*Task to complete:*
Can you put each line of the data below into a JSON list of strings, one string per line, with blank lines left out?

*Task inputs:*
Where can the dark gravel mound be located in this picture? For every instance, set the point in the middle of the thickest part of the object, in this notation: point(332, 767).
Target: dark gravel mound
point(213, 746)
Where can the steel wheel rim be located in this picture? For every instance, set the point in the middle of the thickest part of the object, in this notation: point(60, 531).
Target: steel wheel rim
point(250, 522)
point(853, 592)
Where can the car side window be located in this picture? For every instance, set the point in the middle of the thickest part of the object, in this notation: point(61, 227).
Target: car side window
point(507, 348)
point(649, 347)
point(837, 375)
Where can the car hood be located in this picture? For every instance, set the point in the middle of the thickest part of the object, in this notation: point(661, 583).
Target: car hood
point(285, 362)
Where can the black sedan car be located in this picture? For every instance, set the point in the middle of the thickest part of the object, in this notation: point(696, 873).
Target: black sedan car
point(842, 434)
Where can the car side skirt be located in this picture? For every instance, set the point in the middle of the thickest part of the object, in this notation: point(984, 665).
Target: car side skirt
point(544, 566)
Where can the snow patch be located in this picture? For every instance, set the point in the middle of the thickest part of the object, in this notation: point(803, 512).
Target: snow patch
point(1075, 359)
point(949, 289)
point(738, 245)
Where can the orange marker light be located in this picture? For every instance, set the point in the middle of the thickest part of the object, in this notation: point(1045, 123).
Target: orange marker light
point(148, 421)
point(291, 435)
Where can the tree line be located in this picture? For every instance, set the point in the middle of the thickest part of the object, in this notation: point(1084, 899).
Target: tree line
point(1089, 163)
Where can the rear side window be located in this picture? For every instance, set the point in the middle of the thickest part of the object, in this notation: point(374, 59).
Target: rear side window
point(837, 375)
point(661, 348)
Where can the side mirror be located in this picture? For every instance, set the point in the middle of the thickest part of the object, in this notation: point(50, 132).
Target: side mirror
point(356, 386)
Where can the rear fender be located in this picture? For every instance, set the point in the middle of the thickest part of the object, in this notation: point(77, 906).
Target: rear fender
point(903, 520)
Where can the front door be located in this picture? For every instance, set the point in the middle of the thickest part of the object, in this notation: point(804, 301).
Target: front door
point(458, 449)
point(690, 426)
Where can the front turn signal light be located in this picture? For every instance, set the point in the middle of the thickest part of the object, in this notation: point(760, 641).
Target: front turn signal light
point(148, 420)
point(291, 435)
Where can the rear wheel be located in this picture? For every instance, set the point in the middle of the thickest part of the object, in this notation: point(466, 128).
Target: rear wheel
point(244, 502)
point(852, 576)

*Answer:*
[
  "Where can the dark gravel mound be located in this picture? For every instance, set the point in the middle of the thickest part of the object, in this notation: point(332, 767).",
  "Target: dark gravel mound",
  "point(213, 746)",
  "Where can the steel wheel rim be located in this picture? For every instance, set the point in the middle of the thickest part of the object, in this notation: point(60, 531).",
  "Target: steel wheel rim",
  "point(250, 522)",
  "point(853, 592)",
  "Where can the car side window be located in this picture? For every instance, set the point in the middle of the thickest part of the object, in this notation: point(61, 227).",
  "Target: car side window",
  "point(507, 348)",
  "point(649, 347)",
  "point(837, 375)",
  "Where can the car hood be located in this picture? For every instance, set the point in the middle of the thickest part of the object, in this notation: point(661, 583).",
  "Target: car hood",
  "point(285, 362)",
  "Where can the black sedan car be located in this picture? For every instance, set the point in the middle of the thickest part of the object, in this notation: point(696, 873).",
  "Target: black sedan car",
  "point(842, 434)",
  "Where can the car side skirt be located in this picture? For every instance, set the point in the middle of the thickest part of the object, in this notation: point(984, 665).",
  "Target: car side skirt",
  "point(544, 566)",
  "Where can the snow patch be located in this picture? For every instance, set the point in the middle of the thickest part of the object, in this notation: point(803, 512).",
  "Target: snow patch",
  "point(1075, 359)",
  "point(949, 289)",
  "point(738, 245)",
  "Where can the orange marker light be located in this picture? For every instance, set the point in the middle of the thickest part of the object, in this notation: point(1045, 123).",
  "Target: orange marker light",
  "point(148, 421)",
  "point(291, 435)",
  "Where can the tree line be located in this picture? For every instance, set the point in the middle of the thickest part of the object, in this notation: point(1084, 899).",
  "Target: tree line",
  "point(1089, 163)",
  "Where can the rear side window be located in this picture? For every instance, set the point in the middle of the thickest part of the object, in this notation: point(374, 59).",
  "Target: rear side window",
  "point(837, 375)",
  "point(661, 348)",
  "Where can the side mirror be located in this picture? For every instance, set the point in the middle of the thickest part of the object, in this notation: point(50, 132).",
  "Target: side mirror",
  "point(356, 386)",
  "Where can the rear fender be located in this picture? For every instance, set the point in the middle of the thickest part of the object, in this notation: point(77, 906).",
  "Target: rear fender",
  "point(903, 520)",
  "Where can the front door be located in this picture? For every instance, set the point in the middle of the thickest part of the object, in this notation: point(804, 301).",
  "Target: front door",
  "point(458, 449)",
  "point(690, 426)",
  "Where can the front turn signal light be located in this picture? For every instance, set the point in the middle of the thickest part of the object, in this notation: point(760, 641).",
  "Target: front turn signal light",
  "point(148, 420)",
  "point(291, 435)",
  "Where can the rear wheel be located in this picture? For every instance, set the point in the middle of the thickest part of the object, in this notation: point(466, 128).",
  "Target: rear wheel",
  "point(244, 502)",
  "point(852, 576)"
]